- **Page excerpt**
`docgen demo-function` — per-function video docs reference

docgen demo-function renders one short, single-purpose MP4 per function — the docs-site analogue of one Playwright test('…') describing one behavior. It is the per-function counterpart to the long-form docgen generate-all pipeline that produces the multi-segment demos under docs/demos/.

This page is the schema + behavior reference. For the high-level pitch see the README; for canonical end-to-end coverage see tests/e2e/test_demo_function_e2e.py.

Pipeline overview
Manifest schema
Per-action narration sync (say)
Slowdown (playback_speed_factor)
Captured timeline shape
Action kinds
Output artifacts
Caching
Fail modes & exit codes
CLI reference

Pipeline overview

manifest (YAML / @pytest.mark.docgen)
    │
    ▼
Playwright Chromium  ──── records visual.webm + timeline.json
    │                     (one entry per action: kind, say,
    │                      t_start_ms, t_end_ms — relative to
    │                      the recording's t=0)
    ▼
ffmpeg -filter:v setpts=…  (retime by playback_speed_factor)
    │
    ▼
ffmpeg subtitles=…vtt    (burn timed `say` cues — scaled times)
    │
    ▼
OpenAI gpt-4o-mini-tts   (one MP3 per action.say,
    │                     placed at t_action / speed_factor;
    │                     overlapping clips are pushed past the
    │                     predecessor's tail so they never mix)
    ▼
ffmpeg adelay+amix+apad  (compose narration to exact video length)
    │
    ▼
ffmpeg padded mux         (audio padded with silence so video
    │                     length wins — never `-shortest`)
    ▼
rendered.mp4 + poster.png + manifest.json + fragment.txt + cache-status.txt

Manifest schema

Two equivalent shapes — pick whichever the function lives next to.

YAML sidecar (`*.docgen.yaml`)

identifier: "owner/repo/src/path.ts:functionName"   # required, slugified for fragment_id
intent: "One-sentence description spoken if no `say` is set." # required
setup:
  fixtures:                                          # optional list of files staged
    - tests/fixtures/sample.md                       # into the render work-dir
demonstration:
  kind: playwright                                   # or `cli` (VHS-driven)
  url: "http://127.0.0.1:3000/path"                  # required when kind=playwright + actions
  actions:                                           # see "Action kinds" below
    - kind: click
      selector: '[data-testid="compile"]'
      say: "Clicking compile runs the generator."   # optional per-action narration
output_budget:
  duration_seconds: 30                               # required — recorded-timeline cap
  resolution: "1280x720"                             # WxH, default 1280x720
  playback_speed_factor: 0.7                         # optional, default 1.0; range [0.25, 4.0]
assertions_to_surface:                               # optional fallback caption text
  - "result.status === 'compiled'"                   # only used when no action has `say`

Full example: examples/lesson_compile.docgen.yaml.

- **Source material**
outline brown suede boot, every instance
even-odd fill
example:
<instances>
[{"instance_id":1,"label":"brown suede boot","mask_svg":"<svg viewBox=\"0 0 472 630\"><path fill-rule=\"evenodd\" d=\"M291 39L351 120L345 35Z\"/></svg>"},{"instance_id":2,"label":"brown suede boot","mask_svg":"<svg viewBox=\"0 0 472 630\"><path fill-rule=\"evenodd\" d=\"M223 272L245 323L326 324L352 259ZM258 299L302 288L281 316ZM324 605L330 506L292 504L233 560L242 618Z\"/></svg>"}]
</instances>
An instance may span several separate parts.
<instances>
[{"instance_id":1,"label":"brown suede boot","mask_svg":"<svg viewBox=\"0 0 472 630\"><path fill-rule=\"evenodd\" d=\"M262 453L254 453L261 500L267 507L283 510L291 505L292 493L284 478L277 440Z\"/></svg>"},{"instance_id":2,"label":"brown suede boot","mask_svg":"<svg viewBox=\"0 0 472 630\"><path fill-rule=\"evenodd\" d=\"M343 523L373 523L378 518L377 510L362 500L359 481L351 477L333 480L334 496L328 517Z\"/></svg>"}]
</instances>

---

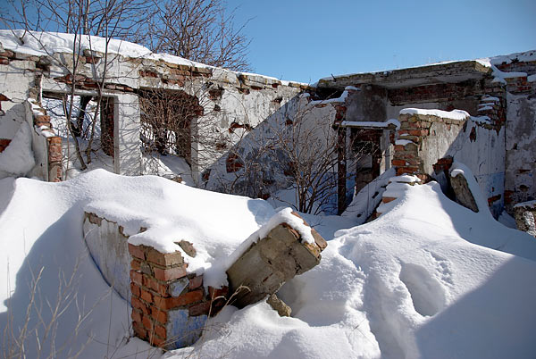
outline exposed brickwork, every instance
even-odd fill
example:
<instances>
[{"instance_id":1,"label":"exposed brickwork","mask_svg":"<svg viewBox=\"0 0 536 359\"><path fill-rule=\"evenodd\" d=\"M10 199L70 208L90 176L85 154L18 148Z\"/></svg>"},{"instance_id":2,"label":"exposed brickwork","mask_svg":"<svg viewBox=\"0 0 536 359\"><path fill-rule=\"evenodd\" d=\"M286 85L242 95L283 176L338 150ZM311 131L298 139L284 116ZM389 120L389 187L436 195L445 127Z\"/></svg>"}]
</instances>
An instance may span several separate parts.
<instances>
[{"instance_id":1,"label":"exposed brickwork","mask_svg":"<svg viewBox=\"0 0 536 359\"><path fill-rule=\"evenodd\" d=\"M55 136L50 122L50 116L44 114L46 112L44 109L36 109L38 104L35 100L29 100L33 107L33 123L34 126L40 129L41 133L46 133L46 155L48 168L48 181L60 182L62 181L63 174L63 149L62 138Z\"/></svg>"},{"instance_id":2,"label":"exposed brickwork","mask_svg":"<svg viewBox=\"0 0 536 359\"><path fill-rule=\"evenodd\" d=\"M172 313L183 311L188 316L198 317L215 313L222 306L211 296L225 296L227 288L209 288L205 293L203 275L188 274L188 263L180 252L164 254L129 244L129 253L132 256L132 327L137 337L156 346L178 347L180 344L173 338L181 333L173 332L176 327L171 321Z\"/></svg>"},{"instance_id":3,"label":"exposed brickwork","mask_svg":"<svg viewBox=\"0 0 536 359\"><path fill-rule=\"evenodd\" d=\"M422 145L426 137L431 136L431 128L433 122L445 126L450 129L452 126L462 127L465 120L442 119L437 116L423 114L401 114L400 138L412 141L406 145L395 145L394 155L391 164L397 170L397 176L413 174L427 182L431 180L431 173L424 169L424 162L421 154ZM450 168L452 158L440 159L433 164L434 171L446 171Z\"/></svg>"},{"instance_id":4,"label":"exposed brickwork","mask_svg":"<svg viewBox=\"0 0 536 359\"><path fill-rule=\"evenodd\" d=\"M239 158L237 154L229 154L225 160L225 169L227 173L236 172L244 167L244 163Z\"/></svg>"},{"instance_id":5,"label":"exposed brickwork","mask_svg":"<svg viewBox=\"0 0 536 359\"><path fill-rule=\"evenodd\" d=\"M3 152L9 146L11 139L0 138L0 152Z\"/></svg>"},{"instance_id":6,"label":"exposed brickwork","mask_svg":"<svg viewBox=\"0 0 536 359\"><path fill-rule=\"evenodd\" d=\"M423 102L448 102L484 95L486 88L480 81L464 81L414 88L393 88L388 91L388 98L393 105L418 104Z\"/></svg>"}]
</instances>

- **Complete the following**
A. In the docgen demo-function reference, give the passage from "docgen demo-function renders" up to and including "narration sync (say)" again, swapping "README" for "overview page".
B. Carry on writing the docgen demo-function reference from the point where it ends.

- **List of answers**
A.
docgen demo-function renders one short, single-purpose MP4 per function — the docs-site analogue of one Playwright test('…') describing one behavior. It is the per-function counterpart to the long-form docgen generate-all pipeline that produces the multi-segment demos under docs/demos/.

This page is the schema + behavior reference. For the high-level pitch see the overview page; for canonical end-to-end coverage see tests/e2e/test_demo_function_e2e.py.

Pipeline overview
Manifest schema
Per-action narration sync (say)

B.
Python `@pytest.mark.docgen(...)`

The marker is read statically via ast — never imported or exec'd. Keyword args mirror the YAML keys exactly. See examples/sample_test.py.

TypeScript Playwright spec sidecar

For a *.spec.ts, drop a sibling <spec>.docgen.yaml. The renderer records via npx playwright test --grep "<title>" instead of driving declarative actions. See the tests/e2e/ entries that exercise this path.

Per-action narration sync (`say`)

Adding a say: string to any action turns on per-action narration mode:

_drive_playwright wraps each action in time.monotonic() and writes a timeline.json of {kind, say, t_start_ms, t_end_ms} entries against the recorded video clock.
Each say is sent to OpenAI gpt-4o-mini-tts (voice coral, one-sentence narration).
Audio clips are placed at (t_start_ms / 1000) / playback_speed_factor in the slowed timeline; a clip whose desired start would land before the previous clip finishes is pushed forward (with 0.1s breathing room) so two close-together actions never overlap audibly.
A WebVTT track is built from the same scaled timestamps and burned in as captions; cues are capped at the next captioned action's start so there is no caption stacking.

If no action has say, the renderer falls back to single-clip mode: one TTS clip from intent plays over the whole video, and assertions_to_surface strings are spread evenly across the timeline as captions.

actions[*].say participates in the cache key (via the actions array hash), so editing narration text invalidates the cache.

Slowdown (`playback_speed_factor`)

output_budget.playback_speed_factor (default 1.0, range [0.25, 4.0]) retimes the captured visual via ffmpeg setpts=1/factor*PTS:

Factor	Behavior	Use when
`1.0`	passthrough	the recording is already legible
`0.7`	~1.43× longer (sweet spot)	clicks feel rushed; a TTS clip needs room to breathe
`0.5`	2× longer	viewers need to read a complex form mid-action
`1.5`	~0.67× shorter	the recording has long uneventful gaps

Audio is not re-pitched — narration clips remain at natural pace and are placed at scaled timestamps.

output_budget.duration_seconds is interpreted against the recorded timeline, not the slowed playback. With duration_seconds: 25 and playback_speed_factor: 0.7, the trim cap effectively becomes 25 / 0.7 ≈ 35.7s of slowed clip, so slowed videos are never chopped in half.

Captured timeline shape

Written to manifest.json's timeline field on every Playwright run:

{
  "timeline": [
    {
      "kind": "click",
      "say": "We focus the topic input.",
      "t_start_ms": 531,
      "t_end_ms": 578
    },
    {
      "kind": "type",
      "say": "And type a lesson topic — async iterators in this case.",
      "t_start_ms": 578,
      "t_end_ms": 1896
    }
  ]
}

Times are wall-clock milliseconds against time.monotonic() at the moment the Playwright action loop began (just before page.goto). They are not scaled by playback_speed_factor — consumers that want playback-aligned times divide by playback_speed_factor.

t_end_ms - t_start_ms is the duration of the action call (e.g. how long page.click() took). For zero-duration actions (e.g. wait_for against an already-present element) the value will be a few milliseconds.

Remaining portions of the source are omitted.